▶ Required action
Using the entries that follow, count the lines containing the word "sand" and give that number by itself.

▶ Supplied data
----------------

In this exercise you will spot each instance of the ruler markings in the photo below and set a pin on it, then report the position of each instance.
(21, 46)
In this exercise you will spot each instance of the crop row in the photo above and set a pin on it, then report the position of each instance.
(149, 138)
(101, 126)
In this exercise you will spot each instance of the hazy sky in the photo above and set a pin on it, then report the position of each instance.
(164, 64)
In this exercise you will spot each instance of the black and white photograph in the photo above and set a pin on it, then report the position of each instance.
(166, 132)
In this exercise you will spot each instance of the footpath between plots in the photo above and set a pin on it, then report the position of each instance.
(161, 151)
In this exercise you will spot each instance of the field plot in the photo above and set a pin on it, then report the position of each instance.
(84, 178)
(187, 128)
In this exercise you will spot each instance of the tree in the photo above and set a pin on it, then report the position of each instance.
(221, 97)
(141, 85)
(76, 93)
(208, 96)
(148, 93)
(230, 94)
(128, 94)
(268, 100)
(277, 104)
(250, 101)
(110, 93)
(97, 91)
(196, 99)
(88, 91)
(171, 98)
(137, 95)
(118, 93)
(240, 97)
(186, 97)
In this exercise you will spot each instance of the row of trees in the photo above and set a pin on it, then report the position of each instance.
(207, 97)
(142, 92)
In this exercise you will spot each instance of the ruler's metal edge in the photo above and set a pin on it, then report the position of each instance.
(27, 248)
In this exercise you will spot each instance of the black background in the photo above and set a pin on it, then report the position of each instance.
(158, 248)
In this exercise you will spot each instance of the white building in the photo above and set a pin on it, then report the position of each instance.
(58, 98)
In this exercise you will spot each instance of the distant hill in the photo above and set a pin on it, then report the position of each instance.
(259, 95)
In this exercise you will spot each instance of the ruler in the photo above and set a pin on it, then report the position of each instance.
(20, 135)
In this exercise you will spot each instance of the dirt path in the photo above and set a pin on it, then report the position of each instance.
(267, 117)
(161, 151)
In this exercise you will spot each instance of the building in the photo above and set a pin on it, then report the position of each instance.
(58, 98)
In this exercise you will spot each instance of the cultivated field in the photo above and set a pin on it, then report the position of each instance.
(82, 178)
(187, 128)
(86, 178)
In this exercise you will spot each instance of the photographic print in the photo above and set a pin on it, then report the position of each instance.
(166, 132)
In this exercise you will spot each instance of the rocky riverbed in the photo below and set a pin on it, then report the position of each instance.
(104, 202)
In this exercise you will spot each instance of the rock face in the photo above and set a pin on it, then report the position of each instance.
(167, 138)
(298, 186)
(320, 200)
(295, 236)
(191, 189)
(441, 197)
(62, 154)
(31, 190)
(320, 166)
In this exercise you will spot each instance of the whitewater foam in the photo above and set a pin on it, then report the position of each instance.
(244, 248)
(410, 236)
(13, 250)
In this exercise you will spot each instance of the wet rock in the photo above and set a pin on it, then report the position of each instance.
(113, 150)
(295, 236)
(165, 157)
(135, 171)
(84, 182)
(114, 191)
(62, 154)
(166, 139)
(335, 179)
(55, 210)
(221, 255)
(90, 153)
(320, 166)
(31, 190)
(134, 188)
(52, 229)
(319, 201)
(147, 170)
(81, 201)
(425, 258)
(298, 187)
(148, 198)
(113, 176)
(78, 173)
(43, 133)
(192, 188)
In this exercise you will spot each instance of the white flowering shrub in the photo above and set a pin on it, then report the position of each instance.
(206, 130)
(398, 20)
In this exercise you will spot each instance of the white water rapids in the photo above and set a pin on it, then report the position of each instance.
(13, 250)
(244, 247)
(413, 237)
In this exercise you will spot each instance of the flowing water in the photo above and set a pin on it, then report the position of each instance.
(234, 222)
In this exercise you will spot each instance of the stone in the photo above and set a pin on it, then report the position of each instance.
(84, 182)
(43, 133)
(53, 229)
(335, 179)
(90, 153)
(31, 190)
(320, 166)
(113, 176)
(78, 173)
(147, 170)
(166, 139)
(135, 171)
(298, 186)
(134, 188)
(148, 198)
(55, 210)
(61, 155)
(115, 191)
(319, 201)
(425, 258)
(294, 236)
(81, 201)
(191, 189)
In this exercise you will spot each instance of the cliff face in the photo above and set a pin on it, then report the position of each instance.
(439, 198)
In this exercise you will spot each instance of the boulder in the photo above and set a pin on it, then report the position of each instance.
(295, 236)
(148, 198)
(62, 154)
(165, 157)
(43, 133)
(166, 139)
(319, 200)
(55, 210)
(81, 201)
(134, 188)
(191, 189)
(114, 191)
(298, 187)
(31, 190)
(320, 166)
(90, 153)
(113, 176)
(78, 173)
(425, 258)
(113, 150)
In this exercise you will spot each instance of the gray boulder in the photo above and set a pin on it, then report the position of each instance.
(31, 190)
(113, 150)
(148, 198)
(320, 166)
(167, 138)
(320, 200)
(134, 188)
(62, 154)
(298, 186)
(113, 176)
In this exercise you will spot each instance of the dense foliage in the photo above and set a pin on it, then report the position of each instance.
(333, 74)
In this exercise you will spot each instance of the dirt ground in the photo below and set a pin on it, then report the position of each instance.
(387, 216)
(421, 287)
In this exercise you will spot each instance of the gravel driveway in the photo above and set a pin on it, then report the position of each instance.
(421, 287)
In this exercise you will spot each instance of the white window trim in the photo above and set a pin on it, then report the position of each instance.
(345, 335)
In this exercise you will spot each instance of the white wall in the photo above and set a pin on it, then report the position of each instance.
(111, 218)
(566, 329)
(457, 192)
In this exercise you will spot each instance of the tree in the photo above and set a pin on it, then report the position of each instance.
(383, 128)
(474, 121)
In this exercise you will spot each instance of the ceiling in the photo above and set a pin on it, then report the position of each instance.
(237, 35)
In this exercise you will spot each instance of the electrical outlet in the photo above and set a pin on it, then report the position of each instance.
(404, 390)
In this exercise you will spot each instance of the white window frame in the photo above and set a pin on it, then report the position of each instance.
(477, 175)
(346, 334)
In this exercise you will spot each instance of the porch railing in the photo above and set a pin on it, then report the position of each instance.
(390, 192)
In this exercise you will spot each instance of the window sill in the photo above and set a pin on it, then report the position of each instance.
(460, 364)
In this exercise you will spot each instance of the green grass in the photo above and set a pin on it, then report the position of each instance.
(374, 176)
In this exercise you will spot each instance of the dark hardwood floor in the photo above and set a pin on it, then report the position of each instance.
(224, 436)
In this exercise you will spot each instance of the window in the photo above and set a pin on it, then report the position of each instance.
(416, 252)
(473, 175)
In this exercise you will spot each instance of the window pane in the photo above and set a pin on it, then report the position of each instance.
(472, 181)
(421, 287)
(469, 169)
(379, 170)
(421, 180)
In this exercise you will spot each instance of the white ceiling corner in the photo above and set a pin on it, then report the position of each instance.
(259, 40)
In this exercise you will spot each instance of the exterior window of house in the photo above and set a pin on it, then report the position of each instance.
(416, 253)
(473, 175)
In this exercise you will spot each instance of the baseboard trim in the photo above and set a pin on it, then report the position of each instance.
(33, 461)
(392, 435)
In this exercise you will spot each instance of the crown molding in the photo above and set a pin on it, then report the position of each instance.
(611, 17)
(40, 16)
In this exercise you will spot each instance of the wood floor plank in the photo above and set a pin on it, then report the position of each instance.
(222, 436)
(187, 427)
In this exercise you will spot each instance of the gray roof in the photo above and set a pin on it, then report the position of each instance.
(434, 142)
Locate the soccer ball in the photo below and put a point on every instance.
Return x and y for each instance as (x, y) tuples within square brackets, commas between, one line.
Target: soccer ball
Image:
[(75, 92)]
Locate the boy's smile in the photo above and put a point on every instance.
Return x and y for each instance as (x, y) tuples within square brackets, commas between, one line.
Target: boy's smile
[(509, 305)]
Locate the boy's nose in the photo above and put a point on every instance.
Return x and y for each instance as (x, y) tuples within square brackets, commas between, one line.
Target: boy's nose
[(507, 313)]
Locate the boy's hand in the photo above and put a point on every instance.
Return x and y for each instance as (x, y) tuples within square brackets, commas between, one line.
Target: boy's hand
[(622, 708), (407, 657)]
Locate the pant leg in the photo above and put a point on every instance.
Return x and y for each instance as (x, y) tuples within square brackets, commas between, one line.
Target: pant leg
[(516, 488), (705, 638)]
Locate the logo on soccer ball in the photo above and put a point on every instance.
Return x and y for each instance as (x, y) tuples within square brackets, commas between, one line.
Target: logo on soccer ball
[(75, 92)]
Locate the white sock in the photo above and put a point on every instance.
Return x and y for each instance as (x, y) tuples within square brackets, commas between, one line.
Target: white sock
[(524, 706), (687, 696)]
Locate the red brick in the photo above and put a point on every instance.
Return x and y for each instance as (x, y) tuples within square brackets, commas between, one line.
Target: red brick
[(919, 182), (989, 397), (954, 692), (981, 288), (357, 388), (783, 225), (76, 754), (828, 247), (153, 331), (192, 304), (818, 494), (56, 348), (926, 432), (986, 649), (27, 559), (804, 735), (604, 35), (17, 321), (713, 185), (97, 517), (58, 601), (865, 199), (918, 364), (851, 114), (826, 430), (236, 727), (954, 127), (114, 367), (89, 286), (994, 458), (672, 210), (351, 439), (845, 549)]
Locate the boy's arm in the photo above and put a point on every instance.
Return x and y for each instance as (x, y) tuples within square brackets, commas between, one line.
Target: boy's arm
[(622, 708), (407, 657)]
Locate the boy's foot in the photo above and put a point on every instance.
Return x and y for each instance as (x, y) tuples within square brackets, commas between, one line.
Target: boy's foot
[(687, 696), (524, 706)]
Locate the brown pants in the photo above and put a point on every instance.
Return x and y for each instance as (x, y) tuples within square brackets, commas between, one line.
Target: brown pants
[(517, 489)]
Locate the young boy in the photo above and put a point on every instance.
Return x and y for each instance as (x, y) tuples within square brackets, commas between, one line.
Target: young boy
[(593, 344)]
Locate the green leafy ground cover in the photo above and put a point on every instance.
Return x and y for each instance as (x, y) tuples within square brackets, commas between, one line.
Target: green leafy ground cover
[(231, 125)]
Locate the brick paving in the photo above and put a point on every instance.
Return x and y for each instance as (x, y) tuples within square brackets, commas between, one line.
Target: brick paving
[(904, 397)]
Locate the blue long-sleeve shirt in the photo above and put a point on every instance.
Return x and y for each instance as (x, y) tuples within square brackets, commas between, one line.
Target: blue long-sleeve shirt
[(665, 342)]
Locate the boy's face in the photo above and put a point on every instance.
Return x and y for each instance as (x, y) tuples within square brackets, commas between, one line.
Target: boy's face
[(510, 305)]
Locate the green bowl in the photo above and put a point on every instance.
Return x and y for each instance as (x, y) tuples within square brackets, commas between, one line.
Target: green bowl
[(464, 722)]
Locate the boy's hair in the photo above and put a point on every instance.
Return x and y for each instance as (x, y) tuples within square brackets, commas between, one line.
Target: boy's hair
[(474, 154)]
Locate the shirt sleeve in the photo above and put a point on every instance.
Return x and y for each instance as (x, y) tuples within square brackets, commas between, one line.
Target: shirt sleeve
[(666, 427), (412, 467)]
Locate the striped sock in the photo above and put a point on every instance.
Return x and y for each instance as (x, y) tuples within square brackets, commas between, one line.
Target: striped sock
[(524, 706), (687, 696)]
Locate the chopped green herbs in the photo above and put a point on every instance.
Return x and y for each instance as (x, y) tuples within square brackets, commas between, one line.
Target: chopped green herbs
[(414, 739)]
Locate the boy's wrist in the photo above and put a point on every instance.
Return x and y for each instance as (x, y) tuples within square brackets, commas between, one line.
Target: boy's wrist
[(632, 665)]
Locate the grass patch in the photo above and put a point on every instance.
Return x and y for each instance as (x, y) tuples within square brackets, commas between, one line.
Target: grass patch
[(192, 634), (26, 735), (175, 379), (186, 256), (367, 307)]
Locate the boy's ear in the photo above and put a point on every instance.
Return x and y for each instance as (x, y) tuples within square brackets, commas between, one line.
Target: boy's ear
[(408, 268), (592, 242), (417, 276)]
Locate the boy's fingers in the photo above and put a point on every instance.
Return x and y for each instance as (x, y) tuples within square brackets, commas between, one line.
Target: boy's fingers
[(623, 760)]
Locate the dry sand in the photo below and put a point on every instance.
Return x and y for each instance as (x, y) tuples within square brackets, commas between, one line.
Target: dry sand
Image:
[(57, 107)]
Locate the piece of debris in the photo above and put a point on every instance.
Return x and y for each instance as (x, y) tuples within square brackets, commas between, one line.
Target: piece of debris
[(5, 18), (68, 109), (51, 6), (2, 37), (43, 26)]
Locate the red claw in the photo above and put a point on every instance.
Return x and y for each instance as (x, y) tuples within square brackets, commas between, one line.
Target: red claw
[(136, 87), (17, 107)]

----------------

▶ Answer to this exercise
2